(Dataset items)
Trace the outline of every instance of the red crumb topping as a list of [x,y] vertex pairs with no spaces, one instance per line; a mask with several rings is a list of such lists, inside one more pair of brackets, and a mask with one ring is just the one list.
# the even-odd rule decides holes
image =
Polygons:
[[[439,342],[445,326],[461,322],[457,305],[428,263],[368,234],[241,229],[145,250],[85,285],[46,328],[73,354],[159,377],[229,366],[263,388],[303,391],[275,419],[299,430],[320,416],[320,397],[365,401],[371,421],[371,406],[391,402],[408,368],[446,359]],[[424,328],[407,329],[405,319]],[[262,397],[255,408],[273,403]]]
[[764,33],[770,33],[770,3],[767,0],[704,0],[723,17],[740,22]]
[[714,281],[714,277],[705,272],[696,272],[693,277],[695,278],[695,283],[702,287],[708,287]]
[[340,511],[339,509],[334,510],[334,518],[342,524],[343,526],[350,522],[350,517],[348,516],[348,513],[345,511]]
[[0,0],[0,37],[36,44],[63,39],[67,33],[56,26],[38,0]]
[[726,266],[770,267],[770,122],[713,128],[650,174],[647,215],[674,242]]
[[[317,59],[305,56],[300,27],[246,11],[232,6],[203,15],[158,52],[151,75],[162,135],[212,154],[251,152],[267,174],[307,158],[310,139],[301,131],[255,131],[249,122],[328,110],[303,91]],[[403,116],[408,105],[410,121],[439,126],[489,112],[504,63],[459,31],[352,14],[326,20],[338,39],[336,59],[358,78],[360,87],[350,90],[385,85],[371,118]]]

▸ EXERCISE: Write out every line of these rows again, requests included. Multiply each polygon vertex coordinate in the answers by 0.8 and round it to a whole number, rounding halves up.

▸ EXERCISE RESULT:
Trace the outline of every instance of the red crumb topping as a list of [x,y] vertex pairs with no spaces, one instance per line; a mask with several rings is a list of such lists, inside one more pair of brackets, and a mask with one ring is just the one list.
# the even-odd rule decides holes
image =
Polygons:
[[[351,274],[356,261],[369,258],[366,244],[342,210],[294,187],[193,183],[116,200],[68,228],[37,262],[58,283],[127,302],[183,293],[210,310],[242,313],[220,335],[239,344],[256,333],[256,318],[292,321],[297,337],[297,325],[313,322],[326,294],[357,287]],[[339,262],[326,263],[324,255]],[[210,318],[204,326],[218,322]]]
[[611,26],[616,26],[616,2],[614,0],[563,0],[578,14],[592,18]]
[[571,225],[571,222],[564,218],[557,218],[554,222],[556,222],[556,226],[562,230],[566,230]]
[[272,409],[271,407],[267,408],[267,414],[274,419],[274,421],[280,418],[280,414],[278,413],[278,410],[276,409]]
[[0,0],[0,30],[29,35],[50,31],[54,26],[45,21],[30,0]]
[[581,213],[616,214],[616,98],[570,102],[520,139],[518,172],[539,194]]
[[[254,47],[244,45],[240,22],[197,9],[186,5],[162,12],[126,42],[121,60],[130,108],[170,123],[201,122],[214,139],[246,126],[248,111],[241,105],[204,105],[199,98],[262,88],[242,73]],[[322,93],[326,84],[328,97],[351,101],[391,90],[403,50],[367,25],[282,11],[261,16],[270,31],[269,47],[286,62],[288,70],[280,72],[308,68],[297,94]]]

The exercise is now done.